# Problem to solve
From the listing below, extract without any changes the lines running from the line with "Annotation guideline — the target class is woman with" to the line with "128;89;312;274". Include both of those lines.

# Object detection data
** start **
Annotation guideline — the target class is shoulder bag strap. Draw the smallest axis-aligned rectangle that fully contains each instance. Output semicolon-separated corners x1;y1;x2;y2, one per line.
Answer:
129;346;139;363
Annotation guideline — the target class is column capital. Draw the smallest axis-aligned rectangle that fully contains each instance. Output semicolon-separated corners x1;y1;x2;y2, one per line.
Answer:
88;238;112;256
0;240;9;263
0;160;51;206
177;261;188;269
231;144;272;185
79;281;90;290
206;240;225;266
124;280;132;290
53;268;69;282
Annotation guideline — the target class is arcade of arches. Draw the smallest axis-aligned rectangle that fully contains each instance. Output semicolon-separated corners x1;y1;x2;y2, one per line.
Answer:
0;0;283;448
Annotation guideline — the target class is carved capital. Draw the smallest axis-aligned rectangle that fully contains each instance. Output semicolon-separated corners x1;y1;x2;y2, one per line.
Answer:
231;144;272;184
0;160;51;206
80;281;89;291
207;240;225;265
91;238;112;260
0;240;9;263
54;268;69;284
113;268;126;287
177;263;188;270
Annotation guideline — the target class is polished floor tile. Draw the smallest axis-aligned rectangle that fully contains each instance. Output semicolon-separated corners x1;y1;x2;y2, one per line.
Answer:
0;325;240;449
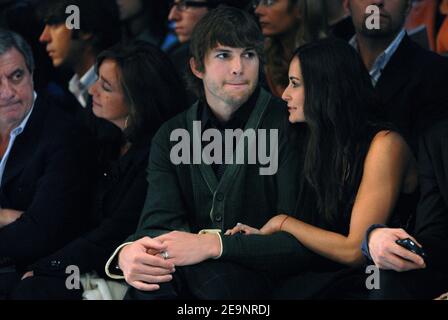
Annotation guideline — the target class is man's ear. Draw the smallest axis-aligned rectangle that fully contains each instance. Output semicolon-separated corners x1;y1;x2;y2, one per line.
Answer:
190;57;204;79
405;0;412;17
79;31;93;41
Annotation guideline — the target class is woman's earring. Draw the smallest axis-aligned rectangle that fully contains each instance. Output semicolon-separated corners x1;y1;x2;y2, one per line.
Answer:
124;116;129;129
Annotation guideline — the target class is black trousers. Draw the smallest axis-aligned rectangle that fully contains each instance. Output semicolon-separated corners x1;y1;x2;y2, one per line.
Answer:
369;269;448;300
0;272;20;300
9;276;83;300
125;261;276;300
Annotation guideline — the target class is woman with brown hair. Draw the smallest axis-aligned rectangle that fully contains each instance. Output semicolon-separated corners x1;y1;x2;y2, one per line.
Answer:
252;0;327;97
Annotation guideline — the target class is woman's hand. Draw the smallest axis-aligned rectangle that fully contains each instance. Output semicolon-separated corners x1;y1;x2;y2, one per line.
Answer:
225;214;289;236
224;223;262;236
260;214;289;234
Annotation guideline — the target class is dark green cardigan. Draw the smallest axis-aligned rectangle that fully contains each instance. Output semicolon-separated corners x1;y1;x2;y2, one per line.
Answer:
128;89;312;274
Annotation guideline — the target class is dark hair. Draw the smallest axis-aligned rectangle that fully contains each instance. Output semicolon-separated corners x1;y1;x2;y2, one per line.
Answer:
187;6;263;99
294;39;379;225
265;0;328;91
121;0;170;45
96;41;187;142
38;0;120;54
0;29;35;73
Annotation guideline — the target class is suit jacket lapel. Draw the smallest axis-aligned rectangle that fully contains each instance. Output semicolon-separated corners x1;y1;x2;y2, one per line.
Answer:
375;36;416;104
2;98;44;187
** end **
# Task solution
Annotation guideline — the target class is woman with brown hair. Draw the smallest axis-aligned rectangle that fully contains each instance. Output semicolon-separated corners x1;y1;x2;y2, one per line.
Answer:
252;0;327;97
Annotation guideline — the target class is woman's hand. Draw the smallest axis-aligned rectangle that fully contains each instance. Output semicolon-separated corners x1;y1;x2;y2, one per line.
Answer:
225;214;289;236
224;223;262;236
260;214;289;234
Annotation guideline — the target class is dark green cardigan. Draw the smallest axis-aligned rectangle that fully contains each instance. Output semicolon-separated corners x1;y1;x2;y2, one per line.
Answer:
128;89;312;274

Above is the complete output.